>>>

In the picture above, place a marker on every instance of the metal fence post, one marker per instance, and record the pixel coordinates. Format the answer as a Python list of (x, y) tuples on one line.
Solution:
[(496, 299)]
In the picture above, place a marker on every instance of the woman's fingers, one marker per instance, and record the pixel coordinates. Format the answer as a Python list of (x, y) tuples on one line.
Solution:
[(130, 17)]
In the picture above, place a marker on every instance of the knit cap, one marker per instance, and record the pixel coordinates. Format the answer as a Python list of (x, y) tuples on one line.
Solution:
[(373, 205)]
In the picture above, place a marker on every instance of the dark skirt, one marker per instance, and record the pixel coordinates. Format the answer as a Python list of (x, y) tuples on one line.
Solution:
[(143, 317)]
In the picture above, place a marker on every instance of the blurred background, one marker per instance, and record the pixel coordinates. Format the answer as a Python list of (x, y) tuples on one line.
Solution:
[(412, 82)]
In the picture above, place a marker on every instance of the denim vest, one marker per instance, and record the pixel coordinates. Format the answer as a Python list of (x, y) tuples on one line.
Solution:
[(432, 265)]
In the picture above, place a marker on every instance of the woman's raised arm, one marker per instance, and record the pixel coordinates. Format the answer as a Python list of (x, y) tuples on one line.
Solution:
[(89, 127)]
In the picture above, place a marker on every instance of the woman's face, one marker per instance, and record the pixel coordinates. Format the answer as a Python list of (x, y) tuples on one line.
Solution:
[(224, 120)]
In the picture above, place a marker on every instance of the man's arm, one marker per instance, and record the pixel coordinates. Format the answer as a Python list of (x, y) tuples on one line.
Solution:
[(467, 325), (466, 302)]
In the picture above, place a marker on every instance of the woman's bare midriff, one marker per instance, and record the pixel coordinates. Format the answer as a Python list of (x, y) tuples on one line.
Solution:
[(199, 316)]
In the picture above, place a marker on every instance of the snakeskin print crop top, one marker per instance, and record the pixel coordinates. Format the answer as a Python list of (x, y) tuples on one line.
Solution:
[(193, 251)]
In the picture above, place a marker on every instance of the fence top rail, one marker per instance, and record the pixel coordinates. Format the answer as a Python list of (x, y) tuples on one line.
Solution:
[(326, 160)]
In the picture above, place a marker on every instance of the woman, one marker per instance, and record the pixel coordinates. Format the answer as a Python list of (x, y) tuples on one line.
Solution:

<<<

EXERCISE GOAL:
Please recast all of the entries above as a Markdown table with the columns Row and Entry Line, giving each line its own numbered row and leaving out any blank lines.

RESULT OF THIS EXERCISE:
| Row | Entry Line |
|---|---|
| 1 | In the picture above, place a marker on every instance of the metal fence post, one marker per instance, and record the pixel coordinates. Format the answer as a Python list of (x, y) tuples on one line. |
| 2 | Solution: |
| 3 | [(496, 299)] |
| 4 | In the picture above, place a marker on every instance of the woman's fingers, one marker per instance, and record the pixel coordinates. Format the answer as a Python list of (x, y) tuples on one line. |
| 5 | Solution: |
| 6 | [(130, 17)] |
| 7 | In the picture above, place a marker on every instance of the knit cap, one marker per instance, and record the pixel coordinates. Format the answer as a Python list of (x, y) tuples on one line. |
| 8 | Solution: |
| 9 | [(373, 205)] |
| 10 | In the picture above, place a marker on every instance of the dark skirt, one marker per instance, and record the pixel coordinates. Format the answer as a Python list of (x, y) tuples on one line. |
| 11 | Solution: |
| 12 | [(143, 317)] |
| 13 | In the picture above, place a marker on every instance of the blurred background, one marker per instance, and record the pixel coordinates. Format the answer as a Python list of (x, y) tuples on one line. |
| 14 | Solution: |
| 15 | [(412, 82)] |
| 16 | In the picture above, place a marker on every instance of the denim vest, one marker per instance, and record the pixel coordinates. Format the answer as a Python list of (x, y) tuples on one line. |
| 17 | Solution: |
| 18 | [(432, 265)] |
| 19 | In the picture above, place a marker on every instance of the woman's raised arm, one marker per instance, and record the pixel coordinates. Format the answer as a Python list of (x, y) tuples on one line. |
| 20 | Solution: |
| 21 | [(89, 127)] |
| 22 | In the picture above, place a marker on every instance of the woman's face, one marker per instance, and record the pixel coordinates. Format the answer as a Python list of (x, y) tuples on one line. |
| 23 | Solution: |
| 24 | [(224, 120)] |
| 25 | In the picture above, place a marker on every instance of the man's arm, one marker per instance, and record the pixel coordinates. Format the answer as a Python list of (x, y) tuples on one line. |
| 26 | Solution: |
| 27 | [(467, 325), (466, 302)] |
| 28 | In the picture above, place a marker on every instance of the woman's bare midriff, one marker per instance, and record the pixel coordinates. Format the answer as a Python list of (x, y) tuples on one line. |
| 29 | Solution: |
| 30 | [(199, 316)] |
| 31 | In the picture above, place a marker on every instance of the snakeskin print crop top, one marker per instance, and record the pixel coordinates. Format the answer as a Python list of (x, y) tuples on one line. |
| 32 | Solution: |
| 33 | [(193, 251)] |
| 34 | In the picture above, place a marker on every instance of the fence top rail, one marker per instance, and record the pixel coordinates. Format the answer as a Python list of (x, y) tuples on one line. |
| 35 | Solution: |
| 36 | [(326, 160)] |
| 37 | In the picture above, place a marker on every instance of the woman, one marker per instance, and record the pixel coordinates. Format the answer as a Python list of (x, y) tuples on one line. |
| 38 | Solution: |